— start —

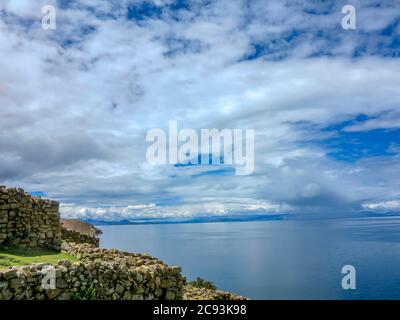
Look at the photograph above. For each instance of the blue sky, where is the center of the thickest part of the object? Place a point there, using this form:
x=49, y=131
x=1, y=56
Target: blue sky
x=77, y=102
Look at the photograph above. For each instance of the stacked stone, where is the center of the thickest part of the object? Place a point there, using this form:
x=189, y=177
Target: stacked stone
x=77, y=237
x=27, y=221
x=93, y=280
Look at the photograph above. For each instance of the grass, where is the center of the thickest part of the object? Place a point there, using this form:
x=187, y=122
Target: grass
x=201, y=283
x=10, y=257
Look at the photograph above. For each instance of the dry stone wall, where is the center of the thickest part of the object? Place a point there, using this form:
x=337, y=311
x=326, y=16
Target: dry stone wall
x=27, y=221
x=111, y=275
x=77, y=237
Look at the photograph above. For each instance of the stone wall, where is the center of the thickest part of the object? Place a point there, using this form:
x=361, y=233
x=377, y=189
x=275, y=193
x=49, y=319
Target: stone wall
x=27, y=221
x=77, y=237
x=111, y=275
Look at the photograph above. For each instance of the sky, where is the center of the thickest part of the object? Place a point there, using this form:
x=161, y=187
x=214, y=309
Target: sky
x=324, y=102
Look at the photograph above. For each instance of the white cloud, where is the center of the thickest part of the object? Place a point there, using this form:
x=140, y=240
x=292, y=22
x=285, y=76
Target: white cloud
x=391, y=205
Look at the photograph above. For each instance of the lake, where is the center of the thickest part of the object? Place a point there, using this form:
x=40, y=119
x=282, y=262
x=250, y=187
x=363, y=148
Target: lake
x=282, y=259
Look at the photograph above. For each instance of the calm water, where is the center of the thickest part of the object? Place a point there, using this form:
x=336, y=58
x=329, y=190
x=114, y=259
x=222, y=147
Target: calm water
x=276, y=259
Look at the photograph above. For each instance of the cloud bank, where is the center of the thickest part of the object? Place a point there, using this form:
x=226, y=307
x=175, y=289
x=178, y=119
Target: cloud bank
x=77, y=102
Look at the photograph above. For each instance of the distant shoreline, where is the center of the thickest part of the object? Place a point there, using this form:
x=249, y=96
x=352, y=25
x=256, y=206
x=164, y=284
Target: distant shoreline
x=240, y=218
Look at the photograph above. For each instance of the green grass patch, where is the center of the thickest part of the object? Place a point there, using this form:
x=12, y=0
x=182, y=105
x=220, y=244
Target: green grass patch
x=201, y=283
x=10, y=257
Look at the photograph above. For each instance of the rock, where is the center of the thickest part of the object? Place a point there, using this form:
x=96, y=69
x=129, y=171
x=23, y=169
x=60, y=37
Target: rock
x=15, y=283
x=10, y=274
x=61, y=283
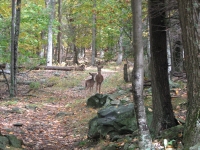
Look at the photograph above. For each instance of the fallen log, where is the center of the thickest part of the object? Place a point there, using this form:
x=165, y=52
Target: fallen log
x=68, y=68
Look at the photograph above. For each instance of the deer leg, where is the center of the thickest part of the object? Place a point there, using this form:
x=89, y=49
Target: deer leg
x=99, y=88
x=96, y=87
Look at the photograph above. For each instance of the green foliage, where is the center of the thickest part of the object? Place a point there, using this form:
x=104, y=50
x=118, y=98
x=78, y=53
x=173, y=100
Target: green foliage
x=11, y=102
x=108, y=55
x=34, y=85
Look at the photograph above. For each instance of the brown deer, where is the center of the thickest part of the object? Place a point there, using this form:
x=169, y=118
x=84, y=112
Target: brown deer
x=90, y=82
x=99, y=78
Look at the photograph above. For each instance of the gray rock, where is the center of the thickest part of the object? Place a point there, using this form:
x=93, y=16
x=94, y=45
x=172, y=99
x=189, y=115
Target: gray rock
x=17, y=143
x=3, y=142
x=113, y=121
x=98, y=101
x=15, y=110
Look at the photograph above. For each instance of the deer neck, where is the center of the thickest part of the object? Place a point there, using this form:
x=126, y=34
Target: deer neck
x=99, y=72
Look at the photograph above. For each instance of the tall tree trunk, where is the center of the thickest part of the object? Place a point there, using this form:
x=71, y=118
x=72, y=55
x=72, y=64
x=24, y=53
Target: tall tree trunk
x=120, y=53
x=59, y=31
x=12, y=63
x=138, y=76
x=94, y=34
x=14, y=45
x=50, y=5
x=190, y=24
x=163, y=116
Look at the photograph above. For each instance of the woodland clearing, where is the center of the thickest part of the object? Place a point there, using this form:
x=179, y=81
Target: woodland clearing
x=51, y=113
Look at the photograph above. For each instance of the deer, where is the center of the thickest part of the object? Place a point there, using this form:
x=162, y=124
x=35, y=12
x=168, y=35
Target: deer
x=90, y=82
x=99, y=78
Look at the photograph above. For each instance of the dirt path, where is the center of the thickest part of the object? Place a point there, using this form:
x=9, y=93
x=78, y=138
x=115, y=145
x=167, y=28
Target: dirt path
x=49, y=118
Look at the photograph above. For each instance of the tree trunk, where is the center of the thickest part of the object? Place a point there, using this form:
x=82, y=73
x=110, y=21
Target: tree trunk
x=138, y=76
x=163, y=116
x=120, y=53
x=94, y=34
x=14, y=45
x=50, y=33
x=75, y=58
x=59, y=32
x=189, y=18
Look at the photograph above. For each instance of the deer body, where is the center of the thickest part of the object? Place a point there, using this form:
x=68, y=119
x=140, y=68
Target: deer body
x=90, y=82
x=99, y=78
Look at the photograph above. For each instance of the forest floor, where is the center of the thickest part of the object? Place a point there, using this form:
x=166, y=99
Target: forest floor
x=51, y=113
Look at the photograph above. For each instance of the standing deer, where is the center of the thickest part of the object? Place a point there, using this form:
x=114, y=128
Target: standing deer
x=99, y=78
x=90, y=82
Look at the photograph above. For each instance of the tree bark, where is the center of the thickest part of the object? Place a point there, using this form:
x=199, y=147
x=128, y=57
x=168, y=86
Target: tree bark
x=14, y=45
x=138, y=76
x=163, y=116
x=50, y=33
x=94, y=34
x=120, y=53
x=59, y=31
x=190, y=25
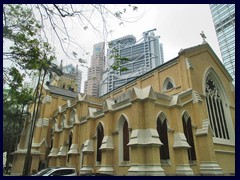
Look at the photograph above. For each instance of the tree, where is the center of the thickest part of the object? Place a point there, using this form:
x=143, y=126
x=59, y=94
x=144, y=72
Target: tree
x=89, y=17
x=28, y=52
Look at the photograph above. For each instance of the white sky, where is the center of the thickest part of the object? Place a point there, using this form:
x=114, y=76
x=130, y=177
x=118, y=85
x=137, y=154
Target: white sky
x=179, y=26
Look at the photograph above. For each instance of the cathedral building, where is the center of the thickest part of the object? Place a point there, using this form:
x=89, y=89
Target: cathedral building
x=177, y=119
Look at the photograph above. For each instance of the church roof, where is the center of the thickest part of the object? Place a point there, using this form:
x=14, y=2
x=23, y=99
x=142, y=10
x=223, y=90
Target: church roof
x=60, y=91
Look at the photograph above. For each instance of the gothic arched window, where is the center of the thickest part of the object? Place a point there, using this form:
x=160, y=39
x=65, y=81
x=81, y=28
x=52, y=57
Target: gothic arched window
x=187, y=128
x=100, y=136
x=162, y=130
x=215, y=108
x=168, y=84
x=72, y=118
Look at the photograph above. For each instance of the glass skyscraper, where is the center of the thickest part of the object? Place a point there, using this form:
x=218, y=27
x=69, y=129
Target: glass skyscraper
x=224, y=21
x=143, y=55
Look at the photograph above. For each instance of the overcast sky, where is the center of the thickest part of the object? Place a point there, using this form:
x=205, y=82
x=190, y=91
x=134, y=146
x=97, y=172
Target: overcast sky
x=179, y=26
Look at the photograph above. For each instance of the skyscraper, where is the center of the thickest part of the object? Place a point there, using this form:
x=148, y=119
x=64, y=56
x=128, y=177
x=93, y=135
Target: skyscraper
x=95, y=72
x=72, y=76
x=224, y=21
x=142, y=56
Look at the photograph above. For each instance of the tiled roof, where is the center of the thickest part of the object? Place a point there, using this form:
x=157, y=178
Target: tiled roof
x=61, y=91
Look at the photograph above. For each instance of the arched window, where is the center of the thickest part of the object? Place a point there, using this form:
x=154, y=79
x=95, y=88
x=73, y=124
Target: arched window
x=187, y=128
x=162, y=130
x=123, y=140
x=72, y=118
x=69, y=143
x=168, y=84
x=215, y=108
x=100, y=136
x=62, y=122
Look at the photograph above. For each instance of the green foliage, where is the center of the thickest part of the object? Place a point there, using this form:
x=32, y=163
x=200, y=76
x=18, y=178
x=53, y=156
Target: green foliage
x=28, y=51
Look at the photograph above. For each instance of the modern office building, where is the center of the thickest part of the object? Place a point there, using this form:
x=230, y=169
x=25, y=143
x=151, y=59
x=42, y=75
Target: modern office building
x=138, y=57
x=95, y=72
x=176, y=119
x=71, y=78
x=224, y=21
x=74, y=73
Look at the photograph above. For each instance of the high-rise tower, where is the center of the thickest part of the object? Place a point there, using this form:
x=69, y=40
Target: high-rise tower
x=224, y=21
x=141, y=56
x=95, y=72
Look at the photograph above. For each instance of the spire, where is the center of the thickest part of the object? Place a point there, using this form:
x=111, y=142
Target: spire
x=204, y=37
x=76, y=70
x=61, y=66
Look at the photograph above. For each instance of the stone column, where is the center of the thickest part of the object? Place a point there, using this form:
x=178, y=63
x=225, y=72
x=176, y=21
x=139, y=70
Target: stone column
x=181, y=155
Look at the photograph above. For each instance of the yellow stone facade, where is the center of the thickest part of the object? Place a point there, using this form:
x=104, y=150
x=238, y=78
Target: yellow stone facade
x=68, y=128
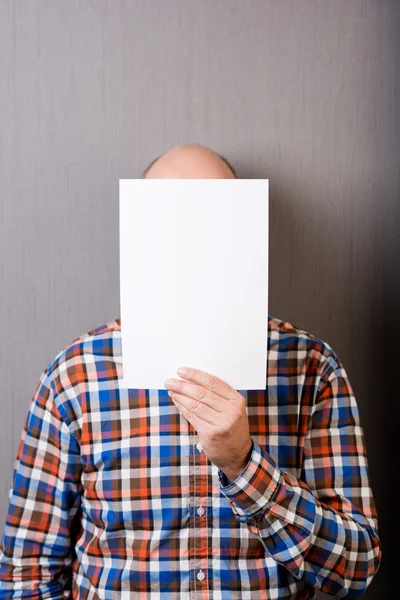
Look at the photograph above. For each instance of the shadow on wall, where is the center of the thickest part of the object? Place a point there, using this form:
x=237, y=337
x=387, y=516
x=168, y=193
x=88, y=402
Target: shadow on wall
x=311, y=282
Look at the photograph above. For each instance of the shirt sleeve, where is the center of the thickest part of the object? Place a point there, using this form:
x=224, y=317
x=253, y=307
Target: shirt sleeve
x=321, y=526
x=36, y=550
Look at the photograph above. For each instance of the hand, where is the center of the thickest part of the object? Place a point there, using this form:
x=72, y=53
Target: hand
x=218, y=413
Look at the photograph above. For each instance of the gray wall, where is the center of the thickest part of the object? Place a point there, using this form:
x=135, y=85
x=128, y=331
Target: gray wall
x=304, y=93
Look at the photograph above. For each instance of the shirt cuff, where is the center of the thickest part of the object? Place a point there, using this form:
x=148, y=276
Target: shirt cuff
x=253, y=491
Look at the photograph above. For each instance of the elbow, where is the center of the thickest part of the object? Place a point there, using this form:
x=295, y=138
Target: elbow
x=365, y=568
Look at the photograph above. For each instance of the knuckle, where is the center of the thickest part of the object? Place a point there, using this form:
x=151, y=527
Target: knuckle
x=195, y=405
x=212, y=381
x=200, y=392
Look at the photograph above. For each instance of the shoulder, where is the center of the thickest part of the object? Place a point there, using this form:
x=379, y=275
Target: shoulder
x=99, y=342
x=302, y=350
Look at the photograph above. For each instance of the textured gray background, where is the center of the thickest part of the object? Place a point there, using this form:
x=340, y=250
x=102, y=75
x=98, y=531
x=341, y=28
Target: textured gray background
x=303, y=93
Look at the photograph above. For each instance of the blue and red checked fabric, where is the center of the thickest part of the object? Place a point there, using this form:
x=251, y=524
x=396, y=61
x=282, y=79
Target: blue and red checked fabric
x=113, y=497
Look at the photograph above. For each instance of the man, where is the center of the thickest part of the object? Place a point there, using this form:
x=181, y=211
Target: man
x=207, y=493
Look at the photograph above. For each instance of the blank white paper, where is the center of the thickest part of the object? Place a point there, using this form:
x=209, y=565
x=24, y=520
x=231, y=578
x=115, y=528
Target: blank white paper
x=194, y=280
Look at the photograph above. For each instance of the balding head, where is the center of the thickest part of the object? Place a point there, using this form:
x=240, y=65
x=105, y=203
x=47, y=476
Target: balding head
x=190, y=161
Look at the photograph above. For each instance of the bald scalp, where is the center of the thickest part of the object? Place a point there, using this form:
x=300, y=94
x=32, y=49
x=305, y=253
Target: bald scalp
x=190, y=161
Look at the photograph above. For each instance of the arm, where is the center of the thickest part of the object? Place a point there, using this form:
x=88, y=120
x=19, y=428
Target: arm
x=321, y=526
x=36, y=550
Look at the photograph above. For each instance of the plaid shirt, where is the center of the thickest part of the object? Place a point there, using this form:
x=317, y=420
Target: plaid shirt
x=113, y=497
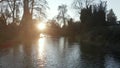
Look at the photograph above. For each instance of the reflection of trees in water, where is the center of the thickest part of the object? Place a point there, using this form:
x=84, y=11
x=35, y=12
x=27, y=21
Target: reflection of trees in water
x=90, y=60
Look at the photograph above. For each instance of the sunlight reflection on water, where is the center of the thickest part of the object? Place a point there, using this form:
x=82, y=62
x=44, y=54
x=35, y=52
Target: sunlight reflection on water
x=41, y=51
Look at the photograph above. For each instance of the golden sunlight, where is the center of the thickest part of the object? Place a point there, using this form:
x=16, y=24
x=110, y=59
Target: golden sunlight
x=41, y=42
x=41, y=26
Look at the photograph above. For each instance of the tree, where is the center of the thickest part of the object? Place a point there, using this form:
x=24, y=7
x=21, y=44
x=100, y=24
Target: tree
x=111, y=17
x=80, y=4
x=62, y=15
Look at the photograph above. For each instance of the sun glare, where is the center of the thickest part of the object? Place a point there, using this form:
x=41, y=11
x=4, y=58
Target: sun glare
x=41, y=26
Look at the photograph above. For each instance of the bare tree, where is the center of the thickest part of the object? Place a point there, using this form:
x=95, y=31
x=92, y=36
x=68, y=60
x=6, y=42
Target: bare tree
x=62, y=15
x=79, y=4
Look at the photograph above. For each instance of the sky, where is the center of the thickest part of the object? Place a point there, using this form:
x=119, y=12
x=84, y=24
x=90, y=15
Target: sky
x=53, y=5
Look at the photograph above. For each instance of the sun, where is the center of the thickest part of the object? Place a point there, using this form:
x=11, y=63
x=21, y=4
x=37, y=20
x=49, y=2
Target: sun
x=41, y=26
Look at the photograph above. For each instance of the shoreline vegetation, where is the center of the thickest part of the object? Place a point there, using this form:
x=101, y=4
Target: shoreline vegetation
x=93, y=30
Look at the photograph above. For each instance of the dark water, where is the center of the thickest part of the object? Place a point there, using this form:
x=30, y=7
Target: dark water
x=53, y=53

— end —

**Required task:**
Copy out the data above word for word, everything from the line containing "stone column, where" down to the line containing "x=311, y=282", with both of those lines included. Leave the pictures out of your copy.

**Final result:**
Look at the photograph above. For each instance of the stone column, where is the center of the thickest part of the object? Place a point there, using this form:
x=178, y=63
x=225, y=72
x=176, y=21
x=139, y=70
Target: stone column
x=181, y=155
Look at the photograph above. For each instance of the yellow stone facade, where is the center of the thickest part of the object? Place a point there, using this form:
x=104, y=150
x=238, y=78
Target: yellow stone facade
x=68, y=128
Look at the photograph above. For each instance of the shadow on wall, where is the center of the thickest part of the object? Place a point there, using this form:
x=237, y=337
x=387, y=516
x=168, y=193
x=88, y=402
Target: shadow on wall
x=311, y=282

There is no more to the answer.